- _TO BE DONE_:
Print every line of the data below word for word, and leave the pictures out of your output.
----- DATA EXTRACT -----
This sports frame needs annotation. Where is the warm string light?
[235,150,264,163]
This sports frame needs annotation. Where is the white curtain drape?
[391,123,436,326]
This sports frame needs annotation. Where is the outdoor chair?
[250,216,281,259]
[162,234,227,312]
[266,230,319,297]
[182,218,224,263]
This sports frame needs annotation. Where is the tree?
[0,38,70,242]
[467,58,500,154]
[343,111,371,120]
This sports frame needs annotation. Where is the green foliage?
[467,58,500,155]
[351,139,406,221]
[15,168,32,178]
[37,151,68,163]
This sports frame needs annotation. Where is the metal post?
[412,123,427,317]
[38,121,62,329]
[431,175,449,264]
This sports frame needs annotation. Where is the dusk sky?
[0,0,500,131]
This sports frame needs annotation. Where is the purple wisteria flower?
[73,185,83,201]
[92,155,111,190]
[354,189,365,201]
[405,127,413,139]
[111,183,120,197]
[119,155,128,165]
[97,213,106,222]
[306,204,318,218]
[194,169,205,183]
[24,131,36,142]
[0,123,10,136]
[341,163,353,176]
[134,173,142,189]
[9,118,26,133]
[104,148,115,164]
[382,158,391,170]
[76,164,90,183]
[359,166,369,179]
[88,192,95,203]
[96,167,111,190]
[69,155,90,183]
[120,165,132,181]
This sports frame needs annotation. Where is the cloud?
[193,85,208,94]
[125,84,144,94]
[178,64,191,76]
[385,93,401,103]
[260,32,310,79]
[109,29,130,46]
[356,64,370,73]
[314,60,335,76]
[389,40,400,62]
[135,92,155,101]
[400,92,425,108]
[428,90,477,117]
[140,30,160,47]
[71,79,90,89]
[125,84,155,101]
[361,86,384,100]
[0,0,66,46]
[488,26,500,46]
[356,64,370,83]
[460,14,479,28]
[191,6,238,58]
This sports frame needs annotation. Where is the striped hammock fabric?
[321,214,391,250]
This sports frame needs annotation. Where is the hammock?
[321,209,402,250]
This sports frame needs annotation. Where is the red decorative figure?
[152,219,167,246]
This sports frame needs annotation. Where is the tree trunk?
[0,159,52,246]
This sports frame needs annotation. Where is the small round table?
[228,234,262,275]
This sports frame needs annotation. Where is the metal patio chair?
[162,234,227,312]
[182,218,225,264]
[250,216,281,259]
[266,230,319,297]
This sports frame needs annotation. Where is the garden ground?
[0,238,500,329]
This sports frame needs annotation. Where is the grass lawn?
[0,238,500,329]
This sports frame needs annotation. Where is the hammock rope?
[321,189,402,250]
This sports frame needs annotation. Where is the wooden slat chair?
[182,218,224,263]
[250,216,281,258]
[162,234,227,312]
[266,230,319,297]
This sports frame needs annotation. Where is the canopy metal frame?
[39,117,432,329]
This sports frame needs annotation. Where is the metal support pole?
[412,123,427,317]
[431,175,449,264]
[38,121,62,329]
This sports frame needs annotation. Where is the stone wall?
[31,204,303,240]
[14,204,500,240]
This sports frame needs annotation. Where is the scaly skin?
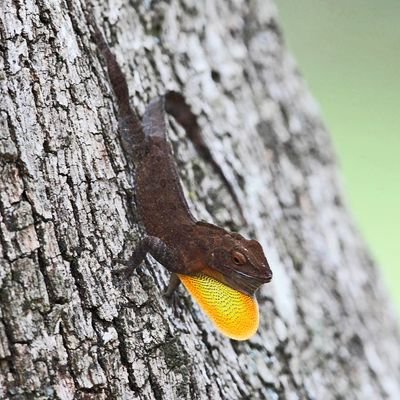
[90,19,272,340]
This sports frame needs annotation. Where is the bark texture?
[0,0,400,400]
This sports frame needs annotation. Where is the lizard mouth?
[223,267,272,296]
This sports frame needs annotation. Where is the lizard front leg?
[115,236,186,277]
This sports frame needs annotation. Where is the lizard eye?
[232,251,246,265]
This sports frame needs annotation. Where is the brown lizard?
[91,19,272,340]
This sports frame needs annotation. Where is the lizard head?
[178,222,272,340]
[196,223,272,296]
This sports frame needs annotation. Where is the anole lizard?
[91,19,272,340]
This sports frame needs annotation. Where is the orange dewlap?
[178,272,258,340]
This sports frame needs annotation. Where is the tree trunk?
[0,0,400,400]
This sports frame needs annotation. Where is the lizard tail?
[164,91,246,224]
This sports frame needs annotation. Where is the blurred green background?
[275,0,400,315]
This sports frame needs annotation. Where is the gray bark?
[0,0,400,399]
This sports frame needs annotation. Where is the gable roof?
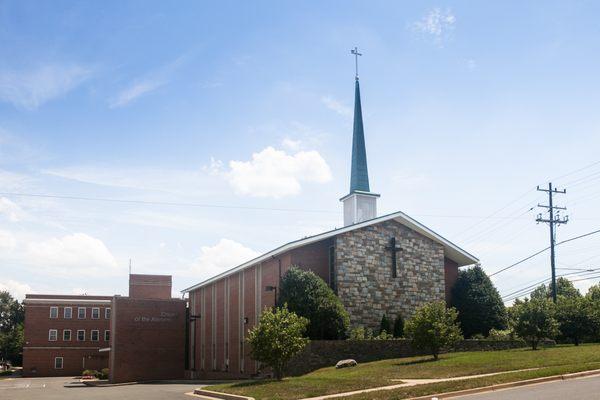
[181,211,479,293]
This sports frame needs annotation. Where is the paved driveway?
[455,375,600,400]
[0,377,202,400]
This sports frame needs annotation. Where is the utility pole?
[536,182,569,303]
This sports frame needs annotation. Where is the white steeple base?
[340,190,379,226]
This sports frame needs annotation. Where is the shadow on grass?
[394,357,438,366]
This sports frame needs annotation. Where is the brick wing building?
[23,274,187,382]
[23,294,112,376]
[184,72,478,378]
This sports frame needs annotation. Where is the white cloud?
[23,233,119,276]
[412,7,456,45]
[0,65,91,110]
[191,239,258,279]
[226,147,331,198]
[0,197,24,222]
[0,279,35,300]
[108,55,187,108]
[321,96,352,117]
[281,138,302,151]
[108,80,166,108]
[0,230,17,250]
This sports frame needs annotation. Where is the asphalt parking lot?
[0,377,202,400]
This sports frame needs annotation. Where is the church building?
[184,65,478,378]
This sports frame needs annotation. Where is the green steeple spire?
[350,75,370,193]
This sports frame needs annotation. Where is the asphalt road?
[454,375,600,400]
[0,377,202,400]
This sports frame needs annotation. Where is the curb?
[194,389,254,400]
[407,369,600,400]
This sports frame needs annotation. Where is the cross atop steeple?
[340,47,379,226]
[350,46,362,80]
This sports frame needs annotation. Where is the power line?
[0,192,337,213]
[489,229,600,276]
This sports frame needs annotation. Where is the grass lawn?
[207,344,600,400]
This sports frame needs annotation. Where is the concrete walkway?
[302,368,539,400]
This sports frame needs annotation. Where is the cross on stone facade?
[386,236,402,278]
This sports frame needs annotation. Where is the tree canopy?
[279,267,350,340]
[404,301,462,360]
[451,266,507,337]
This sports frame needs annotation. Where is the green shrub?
[512,297,558,350]
[279,267,350,340]
[247,305,309,380]
[379,314,392,335]
[406,301,462,360]
[451,266,506,339]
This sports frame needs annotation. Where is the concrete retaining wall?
[287,339,527,375]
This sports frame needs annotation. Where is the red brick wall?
[110,296,186,383]
[189,241,331,379]
[291,240,333,284]
[444,258,458,305]
[23,295,111,376]
[129,274,171,300]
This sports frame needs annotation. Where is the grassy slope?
[207,345,600,400]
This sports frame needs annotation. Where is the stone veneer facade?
[335,221,446,329]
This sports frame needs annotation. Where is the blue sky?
[0,1,600,296]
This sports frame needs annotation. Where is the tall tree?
[530,276,581,299]
[512,298,558,350]
[556,296,594,346]
[279,268,350,340]
[451,265,507,337]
-----
- _OUTPUT FOR THIS TASK_:
This sports frame needs annotation. Where is the warm string light?
[235,150,264,163]
This sports frame needs annotation. Where is the white curtain drape?
[391,123,436,326]
This sports frame needs annotation. Where is the outdoor chair?
[250,216,281,259]
[162,234,227,312]
[266,230,319,297]
[182,218,224,263]
This sports frame needs annotation. Where is the tree?
[0,38,70,242]
[467,58,500,154]
[343,111,371,120]
This sports frame needs annotation. Where is the green foliage?
[467,58,500,155]
[351,139,406,221]
[15,168,32,178]
[37,151,68,163]
This sports frame needs annotation. Where is the metal post?
[412,123,427,317]
[38,121,62,329]
[431,175,449,264]
This sports frame needs annotation. Where is the dusk sky?
[0,0,500,131]
This sports frame needs annotation. Where is the purple wisteria flower?
[73,185,83,201]
[92,155,111,190]
[354,189,365,201]
[405,127,413,139]
[111,183,120,197]
[119,155,128,165]
[97,213,106,222]
[306,204,318,218]
[194,169,205,183]
[24,131,36,142]
[0,123,10,136]
[341,163,353,176]
[134,173,142,189]
[9,118,26,133]
[104,148,115,164]
[382,158,391,170]
[76,164,90,183]
[359,166,369,179]
[88,192,95,203]
[96,167,111,190]
[69,155,90,183]
[120,165,132,181]
This sports frame needs annotation. Where is the cloud?
[193,85,208,94]
[125,84,144,94]
[178,64,191,76]
[385,93,401,103]
[260,32,310,79]
[109,29,130,46]
[356,64,370,73]
[314,60,335,76]
[389,40,400,62]
[135,92,155,101]
[400,92,425,108]
[428,90,477,117]
[140,30,160,47]
[71,79,90,89]
[125,84,155,101]
[361,86,384,100]
[0,0,66,46]
[488,26,500,46]
[356,64,370,83]
[460,14,479,28]
[191,6,238,58]
This sports frame needs annotation. Where is the striped hammock fabric?
[321,214,391,250]
This sports frame needs annotation. Where is the hammock?
[321,209,402,250]
This sports frame needs annotation. Where is the red decorative figure?
[152,219,167,246]
This sports frame needs annotation. Where is the tree trunk?
[0,159,52,246]
This sports frame needs annotation. Where is the small round table?
[228,234,262,275]
This sports frame needs annotation. Where is the metal patio chair?
[162,234,227,312]
[182,218,225,264]
[250,216,281,259]
[266,230,319,297]
This sports frame needs annotation. Where is the garden ground?
[0,238,500,329]
This sports frame needs annotation. Where is the grass lawn?
[0,238,500,329]
This sports frame needs annotation. Where is the hammock rope?
[321,189,402,250]
This sports frame needs annotation. Where is the wooden slat chair?
[182,218,224,263]
[250,216,281,258]
[162,234,227,312]
[266,230,319,297]
This sports frame needs annotation. Where is the canopy metal frame?
[39,117,432,329]
This sports frame needs annotation. Where is the metal support pole?
[412,123,427,317]
[431,175,449,264]
[38,121,62,329]
This sports frame needs annotation. Where is the stone wall?
[31,204,303,240]
[14,204,500,240]
This sports frame needs annotation. Where is the scaly skin?
[90,19,272,340]
This sports frame needs annotation. Where is the bark texture?
[0,0,400,400]
This sports frame needs annotation. Where is the lizard mouth?
[223,267,272,296]
This sports frame needs annotation. Where is the lizard front leg?
[115,236,186,277]
This sports frame needs annotation. Where is the lizard eye?
[232,251,246,265]
This sports frame needs annotation. Where is the brown lizard?
[91,19,272,340]
This sports frame needs annotation. Where is the lizard head?
[178,222,272,340]
[196,223,272,296]
This sports frame needs annotation. Where is the anole lizard?
[91,19,272,340]
This sports frame needs annotation. Where is the orange dewlap?
[178,272,258,340]
This sports frame needs annotation. Where is the tree trunk?
[0,0,400,400]
This sports frame needs annotation. Where is the lizard tail?
[164,91,246,224]
This sports frame needs annotation. Where is the blurred green background?
[275,0,400,315]
This sports frame needs annotation. Where is the gray bark?
[0,0,400,399]
This sports frame needs annotation. Where is the gable roof?
[181,211,479,293]
This sports frame needs annotation. Where is the paved driveway?
[455,375,600,400]
[0,377,202,400]
This sports frame needs annotation. Where is the utility pole?
[536,182,569,303]
This sports frame needs annotation. Where is the white steeple base?
[340,190,379,226]
This sports frame needs annotation. Where is the shadow on grass?
[394,357,438,366]
This sports frame needs annotation. Where is the brick wing building?
[23,274,187,382]
[23,294,112,376]
[184,72,478,378]
This sports frame needs annotation. Where is the white cloud?
[23,233,119,276]
[412,7,456,45]
[0,65,91,110]
[191,239,258,279]
[226,147,331,198]
[0,197,24,222]
[0,279,35,300]
[108,55,187,108]
[321,96,352,117]
[281,138,302,151]
[108,80,166,108]
[0,230,17,250]
This sports frame needs annotation. Where is the asphalt parking lot?
[0,377,202,400]
This sports frame needs annotation. Where is the church building?
[184,65,478,378]
This sports frame needs annotation. Where is the green steeple spire?
[350,75,370,193]
This sports frame needs annotation. Where is the asphalt road?
[454,375,600,400]
[0,377,202,400]
This sports frame needs annotation. Where is the curb?
[194,389,254,400]
[407,369,600,400]
This sports frame needs annotation. Where is the cross atop steeple?
[340,47,379,226]
[350,46,362,80]
This sports frame needs annotation. Where is the power line?
[0,192,337,213]
[489,229,600,276]
This sports frame needs annotation. Where is the grass lawn?
[207,344,600,400]
This sports frame needs annotation. Where is the concrete walkway?
[302,368,539,400]
This sports frame needs annotation. Where is the cross on stone facade?
[386,236,402,278]
This sports frame needs annotation. Where is the tree canopy?
[279,267,350,340]
[404,301,462,360]
[451,266,507,337]
This sports frame needs annotation. Where is the green shrub?
[512,297,558,350]
[279,267,350,340]
[247,305,309,380]
[379,314,392,335]
[406,301,462,360]
[451,266,506,339]
This sports frame needs annotation. Where is the concrete retaining wall?
[287,339,527,375]
This sports frame needs annotation. Where is the red brick wall?
[110,296,186,383]
[189,241,331,379]
[291,240,333,284]
[444,258,458,305]
[23,295,111,376]
[129,274,171,300]
This sports frame needs annotation. Where is the grassy slope?
[207,345,600,400]
This sports frame needs annotation. Where is the stone veneer facade?
[335,221,446,329]
This sports frame needs annotation. Where is the blue sky?
[0,1,600,296]
This sports frame needs annotation. Where is the tall tree?
[530,276,581,299]
[512,298,558,350]
[556,296,594,346]
[279,268,350,340]
[451,265,507,337]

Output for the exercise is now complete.